[Begin ENTRIES SUPPLIED]

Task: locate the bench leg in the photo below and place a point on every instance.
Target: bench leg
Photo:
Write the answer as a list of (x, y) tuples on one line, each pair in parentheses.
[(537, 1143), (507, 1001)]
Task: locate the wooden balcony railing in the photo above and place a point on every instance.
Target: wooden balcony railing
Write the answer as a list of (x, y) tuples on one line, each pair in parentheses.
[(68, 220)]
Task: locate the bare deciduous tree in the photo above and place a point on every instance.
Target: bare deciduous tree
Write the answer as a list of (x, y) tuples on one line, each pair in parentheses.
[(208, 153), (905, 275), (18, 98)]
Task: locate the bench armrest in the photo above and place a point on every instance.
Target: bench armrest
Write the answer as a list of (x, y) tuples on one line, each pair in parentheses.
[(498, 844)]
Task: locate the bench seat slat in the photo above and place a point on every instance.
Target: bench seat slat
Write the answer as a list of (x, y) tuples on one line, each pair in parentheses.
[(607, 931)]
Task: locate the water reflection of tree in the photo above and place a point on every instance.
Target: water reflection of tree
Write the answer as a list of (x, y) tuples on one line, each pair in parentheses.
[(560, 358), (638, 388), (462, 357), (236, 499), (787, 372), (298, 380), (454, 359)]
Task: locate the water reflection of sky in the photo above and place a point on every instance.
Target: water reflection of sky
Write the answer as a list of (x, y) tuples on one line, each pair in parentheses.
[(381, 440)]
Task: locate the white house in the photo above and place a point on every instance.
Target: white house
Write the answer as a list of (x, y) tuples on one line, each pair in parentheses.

[End ENTRIES SUPPLIED]
[Begin ENTRIES SUPPLIED]

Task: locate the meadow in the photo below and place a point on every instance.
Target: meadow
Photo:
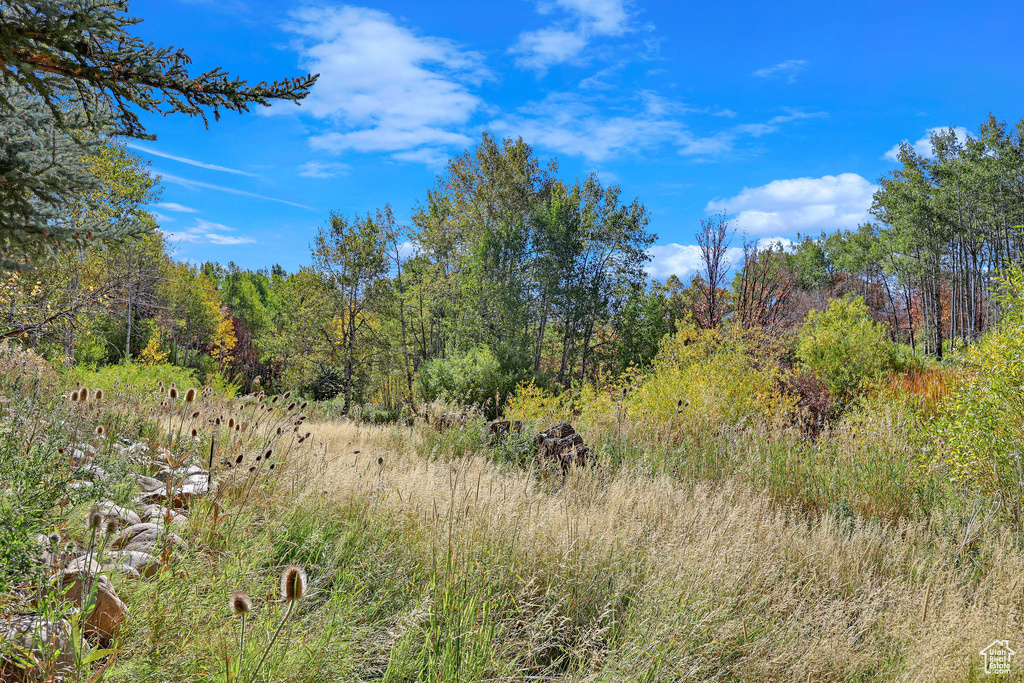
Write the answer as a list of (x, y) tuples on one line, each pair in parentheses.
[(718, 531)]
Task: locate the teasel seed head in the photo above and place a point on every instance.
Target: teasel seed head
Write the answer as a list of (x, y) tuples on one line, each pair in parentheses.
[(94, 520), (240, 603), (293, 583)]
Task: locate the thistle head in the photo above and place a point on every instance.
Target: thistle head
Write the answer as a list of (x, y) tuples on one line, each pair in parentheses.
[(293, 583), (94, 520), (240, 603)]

[End ENTRIES SUPPLIED]

**DESCRIPTION OF THE TASK:** Write out the records again, starting at the line that has "Task: locate the meadow" and stopping after the line that has "[(293, 583), (94, 520), (240, 603)]", and keep the requests in. Raise every point coordinate in the answers by 92, and leave the pictures out.

**THE RESPONSE:**
Task: locate the meadow in the photo below and place a point on every instance.
Target: meadow
Photo:
Write the answer as a list of (x, y) tuples on one line, each pair in parentheses.
[(810, 623)]
Task: locate the teasel seed head in the photo above and place a point on every instance.
Target: teasel seed head
Write the answer as a list of (x, y) tuples on one line, each pair in parentheses.
[(186, 612), (332, 695), (385, 675)]
Task: locate the thistle head in the photo above and place a point on every instance.
Target: thistle head
Write the answer as a list of (x, y) tuples on one line, each pair in parentheses.
[(385, 675), (186, 612), (332, 695)]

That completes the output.